▸ DIRECTIONS FOR THIS TASK
Rewrite all of the entries below, replacing every "service" with "tool" and leaving everything else unchanged. Leave the pictures out of your version.

## Begin ENTRIES SHOWN

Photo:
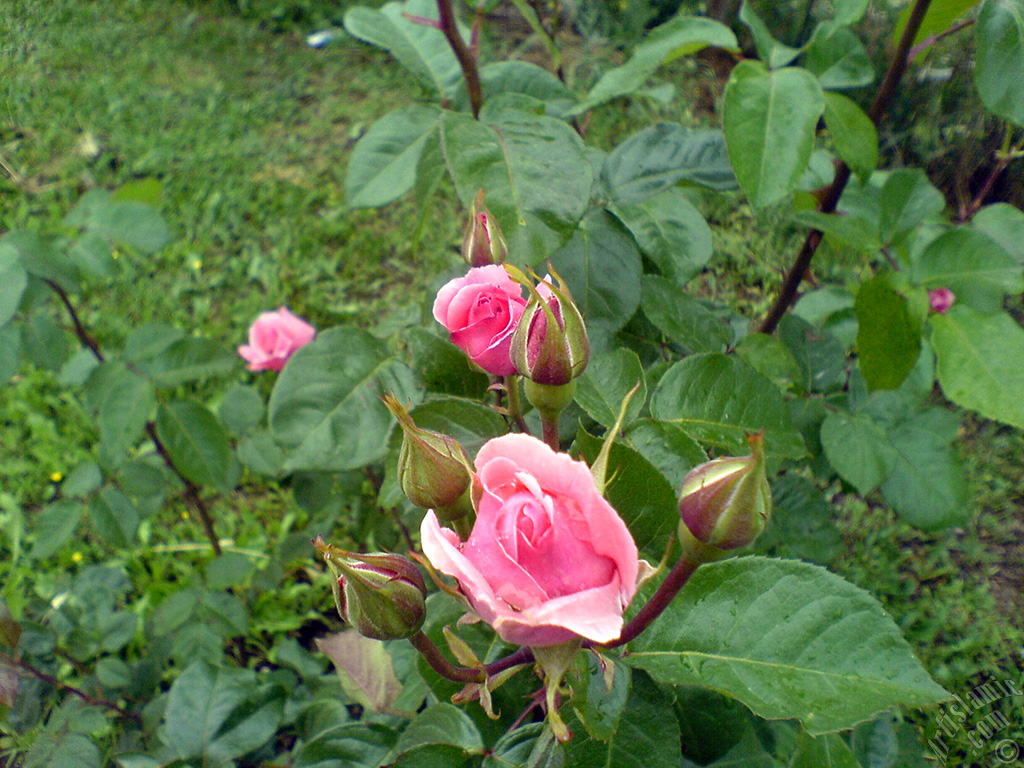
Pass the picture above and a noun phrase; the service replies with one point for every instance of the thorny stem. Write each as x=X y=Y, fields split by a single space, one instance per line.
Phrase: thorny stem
x=79 y=692
x=676 y=580
x=192 y=494
x=469 y=69
x=897 y=68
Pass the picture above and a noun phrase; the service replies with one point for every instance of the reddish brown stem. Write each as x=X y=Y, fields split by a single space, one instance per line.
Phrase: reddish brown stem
x=462 y=53
x=897 y=67
x=78 y=692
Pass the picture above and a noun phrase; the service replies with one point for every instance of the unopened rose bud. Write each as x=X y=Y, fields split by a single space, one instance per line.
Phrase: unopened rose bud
x=941 y=299
x=550 y=344
x=433 y=469
x=726 y=503
x=381 y=595
x=482 y=243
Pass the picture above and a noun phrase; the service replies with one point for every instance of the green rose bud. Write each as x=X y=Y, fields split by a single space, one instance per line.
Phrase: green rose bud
x=482 y=243
x=550 y=344
x=434 y=470
x=726 y=503
x=381 y=595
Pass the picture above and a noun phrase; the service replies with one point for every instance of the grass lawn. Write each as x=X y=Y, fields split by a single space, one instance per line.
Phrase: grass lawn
x=248 y=131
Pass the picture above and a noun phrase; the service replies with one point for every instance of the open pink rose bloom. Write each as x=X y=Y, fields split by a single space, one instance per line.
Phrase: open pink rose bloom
x=549 y=559
x=272 y=339
x=480 y=311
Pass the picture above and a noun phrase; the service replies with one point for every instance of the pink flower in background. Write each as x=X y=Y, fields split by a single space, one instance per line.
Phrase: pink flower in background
x=549 y=559
x=941 y=299
x=272 y=339
x=480 y=311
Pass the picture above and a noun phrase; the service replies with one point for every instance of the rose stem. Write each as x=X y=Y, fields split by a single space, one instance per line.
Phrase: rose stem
x=515 y=402
x=440 y=665
x=676 y=580
x=550 y=429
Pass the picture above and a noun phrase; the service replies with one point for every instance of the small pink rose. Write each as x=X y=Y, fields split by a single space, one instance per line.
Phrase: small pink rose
x=272 y=339
x=941 y=299
x=549 y=559
x=480 y=311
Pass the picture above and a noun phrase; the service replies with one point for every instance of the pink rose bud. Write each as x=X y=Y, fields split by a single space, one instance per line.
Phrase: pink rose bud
x=941 y=299
x=726 y=503
x=482 y=243
x=480 y=311
x=550 y=345
x=272 y=339
x=382 y=595
x=549 y=560
x=434 y=470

## End ENTRIES SHOWN

▸ ANSWER
Photo:
Pass the picture above and a noun phrase; the tool replies with one point for every instance of the thorny stem. Write each as x=X y=Y, fields split by a single space, one instance per line.
Phrase: thorny stem
x=79 y=692
x=676 y=580
x=192 y=494
x=469 y=69
x=897 y=68
Pass the picture above and a noun phrase; the tool replies with one point for every instance of the reddish brown stem. Write each as x=X y=Y, fields split by a single space, one instance per line.
Phrase: reddish brown stem
x=462 y=53
x=897 y=67
x=78 y=692
Pass the picture above and a noun phrase; the tool replies with one point for every instance of the unopened rose bud. Write each as x=X y=Y, fields split by a single space, one instance per line.
Phrase: unopened rose bud
x=941 y=299
x=550 y=344
x=433 y=469
x=726 y=503
x=381 y=595
x=482 y=243
Pass the picture above and a noun phrase; the tool replies with one point for every instance of the green rose bud. Write each as x=X y=Y, fields split by a single space, one instance per line.
Phrase: green rose bud
x=482 y=243
x=550 y=344
x=434 y=470
x=726 y=503
x=381 y=595
Pass the picture above and a noun phrase; the tool replies with one point for every instance of the grass lawn. Write each as x=X y=Y, fields split by a single space, one instance per line.
Phrase: grass lawn
x=248 y=131
Pass the picture above and a noun phrase; the tool replies with one point for every instance of the open pink rose bloom. Write each as x=X y=Y, fields split by a single space, one instance per line.
Phrase: open pink rose bloom
x=549 y=559
x=272 y=339
x=480 y=311
Pass the picture above and a noun phrase; the tool replies with one point for every instance of the pink flower in background. Write each as x=X y=Y, fields split by a single space, one instance per line.
Phrase: pink flower in background
x=549 y=559
x=941 y=299
x=272 y=339
x=480 y=311
Pass the picture above and a noun phrase; the tool replies with one point for every instance of the rose stem. Write each as x=X y=Y, fields split by a single space, one instance per line.
Phrase: rose stem
x=515 y=402
x=440 y=665
x=676 y=580
x=550 y=429
Pass the picture above and a noun phrase; the tool replies with one point for every instance of the small pink rose. Write each as x=X y=Y, fields split by a single space, one instance per line.
Phrase: small pink rose
x=272 y=339
x=941 y=299
x=549 y=559
x=480 y=311
Pass the picture above and a noun phrase; the tool replies with one point for every instance of the pink rose bud. Write each as x=X y=Y, fields split by a single space, one instance per line.
Phrase: pink rose bud
x=941 y=299
x=726 y=503
x=482 y=243
x=480 y=311
x=550 y=345
x=272 y=339
x=382 y=595
x=549 y=560
x=434 y=470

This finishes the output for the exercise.